Only those lines running from the line that contains "Note: for this drill we locate the dog's front" through the end of the material are to be written out, each exactly as shown.

▶ _Stored dataset items_:
** Begin **
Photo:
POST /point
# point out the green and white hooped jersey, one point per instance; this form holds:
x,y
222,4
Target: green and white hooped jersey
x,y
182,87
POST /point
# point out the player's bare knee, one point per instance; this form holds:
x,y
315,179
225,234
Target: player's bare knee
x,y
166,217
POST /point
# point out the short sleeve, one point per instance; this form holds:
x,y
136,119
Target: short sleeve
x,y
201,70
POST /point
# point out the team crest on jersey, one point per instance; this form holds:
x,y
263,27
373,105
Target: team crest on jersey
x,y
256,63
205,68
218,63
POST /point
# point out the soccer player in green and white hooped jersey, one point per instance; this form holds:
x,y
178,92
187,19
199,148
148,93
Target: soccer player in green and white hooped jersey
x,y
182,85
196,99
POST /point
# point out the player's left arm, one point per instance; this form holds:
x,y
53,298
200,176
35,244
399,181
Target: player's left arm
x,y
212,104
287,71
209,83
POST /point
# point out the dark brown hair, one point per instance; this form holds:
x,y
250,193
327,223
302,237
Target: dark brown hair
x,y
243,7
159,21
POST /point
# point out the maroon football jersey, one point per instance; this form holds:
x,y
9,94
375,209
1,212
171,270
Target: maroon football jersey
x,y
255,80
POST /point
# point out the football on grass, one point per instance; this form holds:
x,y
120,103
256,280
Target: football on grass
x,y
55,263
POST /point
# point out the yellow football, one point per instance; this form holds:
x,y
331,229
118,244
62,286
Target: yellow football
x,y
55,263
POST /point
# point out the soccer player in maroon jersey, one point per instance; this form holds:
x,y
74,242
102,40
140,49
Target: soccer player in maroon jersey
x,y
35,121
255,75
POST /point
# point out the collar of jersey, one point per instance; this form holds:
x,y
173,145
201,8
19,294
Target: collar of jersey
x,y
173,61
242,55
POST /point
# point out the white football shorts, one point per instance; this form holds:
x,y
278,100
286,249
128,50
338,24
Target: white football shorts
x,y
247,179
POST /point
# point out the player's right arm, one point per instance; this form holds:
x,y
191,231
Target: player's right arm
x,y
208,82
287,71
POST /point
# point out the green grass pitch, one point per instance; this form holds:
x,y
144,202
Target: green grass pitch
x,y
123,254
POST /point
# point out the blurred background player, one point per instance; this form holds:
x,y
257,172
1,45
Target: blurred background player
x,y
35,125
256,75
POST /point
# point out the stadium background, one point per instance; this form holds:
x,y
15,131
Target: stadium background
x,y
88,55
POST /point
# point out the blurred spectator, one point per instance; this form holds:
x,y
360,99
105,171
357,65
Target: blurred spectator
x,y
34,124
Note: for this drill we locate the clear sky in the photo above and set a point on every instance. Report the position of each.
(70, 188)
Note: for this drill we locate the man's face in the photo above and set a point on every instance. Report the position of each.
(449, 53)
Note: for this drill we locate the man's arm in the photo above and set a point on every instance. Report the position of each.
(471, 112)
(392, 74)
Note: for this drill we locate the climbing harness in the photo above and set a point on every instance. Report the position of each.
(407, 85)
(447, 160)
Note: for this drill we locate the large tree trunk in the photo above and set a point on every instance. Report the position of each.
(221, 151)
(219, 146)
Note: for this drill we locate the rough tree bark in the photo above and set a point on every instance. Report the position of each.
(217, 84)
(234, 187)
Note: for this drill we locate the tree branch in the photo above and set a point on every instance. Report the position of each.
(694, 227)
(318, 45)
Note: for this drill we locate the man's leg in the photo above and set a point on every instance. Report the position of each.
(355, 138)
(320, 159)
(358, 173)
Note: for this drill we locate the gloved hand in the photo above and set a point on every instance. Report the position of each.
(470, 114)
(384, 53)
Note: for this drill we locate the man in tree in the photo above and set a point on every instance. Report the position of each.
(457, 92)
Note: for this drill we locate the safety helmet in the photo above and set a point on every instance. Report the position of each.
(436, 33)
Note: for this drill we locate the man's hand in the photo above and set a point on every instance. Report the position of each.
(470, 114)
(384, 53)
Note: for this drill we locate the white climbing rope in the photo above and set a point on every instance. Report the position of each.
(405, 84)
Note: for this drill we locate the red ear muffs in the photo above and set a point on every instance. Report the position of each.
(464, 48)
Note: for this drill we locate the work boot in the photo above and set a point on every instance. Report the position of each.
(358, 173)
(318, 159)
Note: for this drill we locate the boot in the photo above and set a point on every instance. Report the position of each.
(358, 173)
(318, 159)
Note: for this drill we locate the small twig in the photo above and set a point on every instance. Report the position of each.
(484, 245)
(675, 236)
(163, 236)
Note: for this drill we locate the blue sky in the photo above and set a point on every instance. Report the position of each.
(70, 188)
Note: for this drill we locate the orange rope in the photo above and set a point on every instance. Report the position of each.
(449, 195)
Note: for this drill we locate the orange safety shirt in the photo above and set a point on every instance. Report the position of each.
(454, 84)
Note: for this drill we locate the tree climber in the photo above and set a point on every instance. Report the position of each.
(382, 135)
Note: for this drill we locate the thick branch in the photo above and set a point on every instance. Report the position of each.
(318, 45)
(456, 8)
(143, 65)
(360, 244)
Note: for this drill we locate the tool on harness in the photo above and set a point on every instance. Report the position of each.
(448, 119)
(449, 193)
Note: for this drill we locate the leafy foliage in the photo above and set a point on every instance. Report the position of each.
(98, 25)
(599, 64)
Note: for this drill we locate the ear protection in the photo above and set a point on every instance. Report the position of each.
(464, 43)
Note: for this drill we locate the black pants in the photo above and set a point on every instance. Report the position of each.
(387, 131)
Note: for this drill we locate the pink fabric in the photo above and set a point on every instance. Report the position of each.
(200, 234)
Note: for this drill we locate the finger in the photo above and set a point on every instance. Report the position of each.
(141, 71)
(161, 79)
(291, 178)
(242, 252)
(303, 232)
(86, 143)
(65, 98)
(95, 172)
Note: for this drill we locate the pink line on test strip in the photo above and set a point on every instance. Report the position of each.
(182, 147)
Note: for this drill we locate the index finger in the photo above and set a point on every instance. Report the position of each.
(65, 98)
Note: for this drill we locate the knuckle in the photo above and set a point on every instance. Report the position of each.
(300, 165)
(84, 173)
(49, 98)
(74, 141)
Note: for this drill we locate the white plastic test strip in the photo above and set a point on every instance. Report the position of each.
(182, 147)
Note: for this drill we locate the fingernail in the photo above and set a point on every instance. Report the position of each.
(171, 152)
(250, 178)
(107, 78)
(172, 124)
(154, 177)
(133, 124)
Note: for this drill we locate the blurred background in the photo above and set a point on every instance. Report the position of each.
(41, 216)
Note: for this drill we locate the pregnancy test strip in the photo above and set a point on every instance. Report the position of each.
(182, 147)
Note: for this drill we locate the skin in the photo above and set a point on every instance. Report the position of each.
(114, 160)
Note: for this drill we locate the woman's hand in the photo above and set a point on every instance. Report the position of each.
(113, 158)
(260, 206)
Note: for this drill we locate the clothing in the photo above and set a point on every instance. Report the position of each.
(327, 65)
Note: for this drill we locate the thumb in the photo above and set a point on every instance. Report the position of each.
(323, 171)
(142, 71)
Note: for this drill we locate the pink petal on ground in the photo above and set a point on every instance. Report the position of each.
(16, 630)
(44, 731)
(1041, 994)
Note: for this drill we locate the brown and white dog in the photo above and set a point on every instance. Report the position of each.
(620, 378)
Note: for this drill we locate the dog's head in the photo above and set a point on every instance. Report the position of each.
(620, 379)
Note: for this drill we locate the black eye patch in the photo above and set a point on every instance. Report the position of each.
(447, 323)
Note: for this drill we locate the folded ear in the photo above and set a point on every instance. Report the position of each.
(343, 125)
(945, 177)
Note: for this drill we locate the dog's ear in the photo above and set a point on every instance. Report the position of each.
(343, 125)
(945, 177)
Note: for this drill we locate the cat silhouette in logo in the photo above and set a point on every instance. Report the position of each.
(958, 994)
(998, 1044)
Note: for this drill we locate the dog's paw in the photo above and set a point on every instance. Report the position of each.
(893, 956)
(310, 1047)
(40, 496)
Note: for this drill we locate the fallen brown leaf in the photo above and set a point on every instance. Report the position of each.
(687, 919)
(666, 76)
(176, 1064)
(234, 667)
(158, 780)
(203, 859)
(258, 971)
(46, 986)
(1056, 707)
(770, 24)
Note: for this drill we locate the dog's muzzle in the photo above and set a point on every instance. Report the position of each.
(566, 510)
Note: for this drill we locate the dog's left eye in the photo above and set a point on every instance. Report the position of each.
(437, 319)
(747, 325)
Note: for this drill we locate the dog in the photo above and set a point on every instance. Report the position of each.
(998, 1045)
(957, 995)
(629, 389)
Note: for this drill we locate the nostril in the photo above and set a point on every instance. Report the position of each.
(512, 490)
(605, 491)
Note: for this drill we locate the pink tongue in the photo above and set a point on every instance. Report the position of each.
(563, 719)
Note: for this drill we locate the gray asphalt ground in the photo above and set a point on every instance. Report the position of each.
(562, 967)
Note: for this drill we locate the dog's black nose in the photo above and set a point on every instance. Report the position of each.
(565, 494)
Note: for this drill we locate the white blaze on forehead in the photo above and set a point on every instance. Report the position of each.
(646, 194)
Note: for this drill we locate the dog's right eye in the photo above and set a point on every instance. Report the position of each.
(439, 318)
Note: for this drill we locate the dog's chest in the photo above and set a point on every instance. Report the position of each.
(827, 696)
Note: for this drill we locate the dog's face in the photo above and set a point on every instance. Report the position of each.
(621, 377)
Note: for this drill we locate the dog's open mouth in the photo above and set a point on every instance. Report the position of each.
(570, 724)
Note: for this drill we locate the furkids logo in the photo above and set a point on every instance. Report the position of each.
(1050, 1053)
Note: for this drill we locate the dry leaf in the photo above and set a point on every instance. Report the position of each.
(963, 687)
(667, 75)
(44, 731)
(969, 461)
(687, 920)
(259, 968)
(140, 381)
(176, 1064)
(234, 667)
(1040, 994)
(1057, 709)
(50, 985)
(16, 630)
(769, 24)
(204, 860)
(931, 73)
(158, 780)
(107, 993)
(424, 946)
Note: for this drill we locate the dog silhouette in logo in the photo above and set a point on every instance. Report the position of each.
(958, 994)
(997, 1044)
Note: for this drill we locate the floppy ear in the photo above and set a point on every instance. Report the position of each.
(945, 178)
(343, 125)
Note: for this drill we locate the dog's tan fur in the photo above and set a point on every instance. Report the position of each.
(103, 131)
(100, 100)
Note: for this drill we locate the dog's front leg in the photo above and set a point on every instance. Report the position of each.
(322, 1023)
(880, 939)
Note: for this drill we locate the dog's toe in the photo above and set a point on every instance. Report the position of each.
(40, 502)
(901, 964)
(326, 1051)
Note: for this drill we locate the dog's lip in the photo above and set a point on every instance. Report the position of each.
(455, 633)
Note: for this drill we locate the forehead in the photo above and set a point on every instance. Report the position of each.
** End **
▶ _The reply_:
Note: for this drill we locate the dog's front leg in the photo above and set a point on every instance. Report the position of each.
(322, 1023)
(880, 939)
Note: for this drill we locate the dog's toe in the photo above and set a point on every instance. Report the position of each.
(40, 502)
(901, 964)
(326, 1051)
Note: for this drill we locate the dog's lip in the photo above and set a point on every instance. Report the position of each.
(455, 633)
Note: for this drill we locate the forehead in the photo above and set a point on every instance. Report the position of each.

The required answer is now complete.